** BEGIN **
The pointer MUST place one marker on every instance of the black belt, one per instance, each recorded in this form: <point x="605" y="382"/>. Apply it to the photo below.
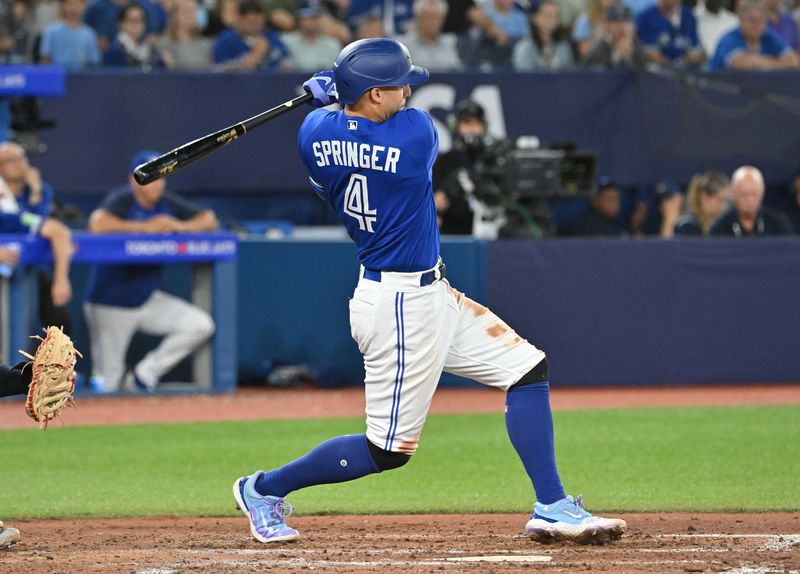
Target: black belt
<point x="425" y="279"/>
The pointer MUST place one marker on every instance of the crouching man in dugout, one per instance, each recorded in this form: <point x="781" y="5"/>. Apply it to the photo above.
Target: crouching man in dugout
<point x="124" y="299"/>
<point x="409" y="323"/>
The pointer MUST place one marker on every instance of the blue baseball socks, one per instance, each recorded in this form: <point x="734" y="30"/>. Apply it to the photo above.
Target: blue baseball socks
<point x="337" y="460"/>
<point x="530" y="427"/>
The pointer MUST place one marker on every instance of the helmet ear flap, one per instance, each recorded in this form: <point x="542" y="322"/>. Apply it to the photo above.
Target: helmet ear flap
<point x="452" y="122"/>
<point x="374" y="62"/>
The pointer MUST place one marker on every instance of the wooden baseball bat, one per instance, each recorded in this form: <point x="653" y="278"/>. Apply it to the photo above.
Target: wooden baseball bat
<point x="181" y="156"/>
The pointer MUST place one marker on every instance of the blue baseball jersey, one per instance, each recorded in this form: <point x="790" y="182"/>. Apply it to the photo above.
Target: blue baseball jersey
<point x="377" y="176"/>
<point x="132" y="285"/>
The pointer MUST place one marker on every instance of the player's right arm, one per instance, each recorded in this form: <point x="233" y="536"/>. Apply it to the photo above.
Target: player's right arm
** END **
■ Given task ■
Find the line with "of the crouching" in the listing above, then write out that line and each remaining line exactly, with no other text.

■ The response ■
The pointer MUST place one marker on every instance of the crouching man in dugout, one per instance, each recorded in this form: <point x="781" y="5"/>. Apply it to the photo above.
Target: crouching man in dugout
<point x="124" y="299"/>
<point x="409" y="323"/>
The pointer MUST place one marker on every instance of the blue baseball socks, one per instance, each recorded in this form: <point x="734" y="30"/>. Apply it to the photo above.
Target: blue baseball socks
<point x="337" y="460"/>
<point x="530" y="427"/>
The pointer MUST place one marker on every instance of the helmet ear flap, one per instance, each recorded in this form: <point x="542" y="322"/>. Apply it to the photo above.
Target: helmet ear flap
<point x="452" y="122"/>
<point x="374" y="62"/>
The pointer MUST place one marker on every instance of the wooden baseball bat, one per instance, each recorded in this form: <point x="653" y="278"/>. Apply it to the photo above.
Target: wooden baseball bat
<point x="181" y="156"/>
The pointer MUST place one marker on every instance of the blue baseball jersey, one per instance, each recorded in this form: <point x="790" y="182"/>. Apply it to the photo above.
Target: blue baseball jersey
<point x="377" y="176"/>
<point x="132" y="285"/>
The pointer MUST place one marker on every instance of the player's right arm, one per instance, each recorded in this form: <point x="233" y="536"/>. Apply it to the photo above.
Target: player's right arm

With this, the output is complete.